The symbols - I chose a very default red and blue. Each dot has 90% transparency so overlapping dots at this scale will undoubtedly coalesce into clumps. The impression will appear to bleed across the map. I need to tweak the colours (less saturated) and adjust the transparency to get a better effect. I will also likely do what I did for the 2012 map and classify the data so that at small scales 1 dot = 100 or 1,000 etc. To remove visual 'noise' at those scales. I'll also check for too many overlaps and overprinting. I actually think there's a problem in some areas with blue dots overprinting red. There should be more mixing and more purple. And no, there's no yellow dots. The map only displays Democrat and Republican votes in what remains, effectively, a binary voting outcome.

The data - it's county data, reapportioned. Dot maps convey a positioning that is a function of the processing, not where people actually live or vote. Dots are positioned randomly. Some have, quite reasonably, interpreted the map as showing where votes are and this is a fundamental drawback of the approach. No personal information is in the map at all. I also need to double-check a few areas where people have pointed out apparent anomalies in the map, compared to their personal knowledge of the areas. There may be errors. I need to check. That said, it's a function of the way I've used the NLCD so that data is the basis for reapportionment.

Exercise set:
#1 In the note on the vote dot map, write out the part that begins at "The symbols - I" and ends after "binary voting outcome.", switching "purple" to "violet".
#2 Answer these about the note on the vote dot map:
(a) What transparency does each dot have?
(b) How are the dots positioned?
(c) What data is used as the basis for reapportionment?

Data lines:
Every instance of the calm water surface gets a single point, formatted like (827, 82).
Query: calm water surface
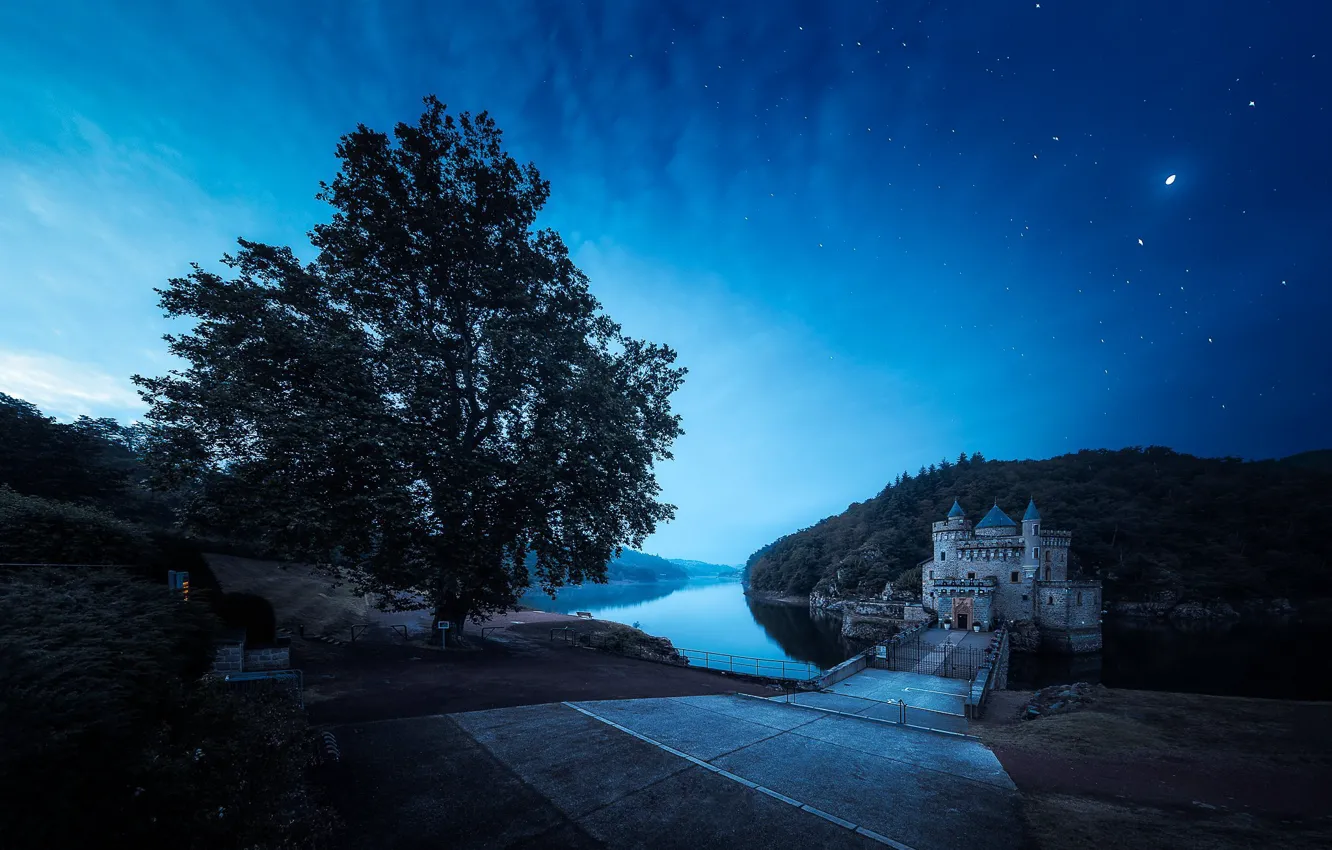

Exercise responses:
#1
The symbols - I chose a very default red and blue. Each dot has 90% transparency so overlapping dots at this scale will undoubtedly coalesce into clumps. The impression will appear to bleed across the map. I need to tweak the colours (less saturated) and adjust the transparency to get a better effect. I will also likely do what I did for the 2012 map and classify the data so that at small scales 1 dot = 100 or 1,000 etc. To remove visual 'noise' at those scales. I'll also check for too many overlaps and overprinting. I actually think there's a problem in some areas with blue dots overprinting red. There should be more mixing and more violet. And no, there's no yellow dots. The map only displays Democrat and Republican votes in what remains, effectively, a binary voting outcome.

#2
(a) 90% transparency.
(b) Randomly.
(c) The NLCD.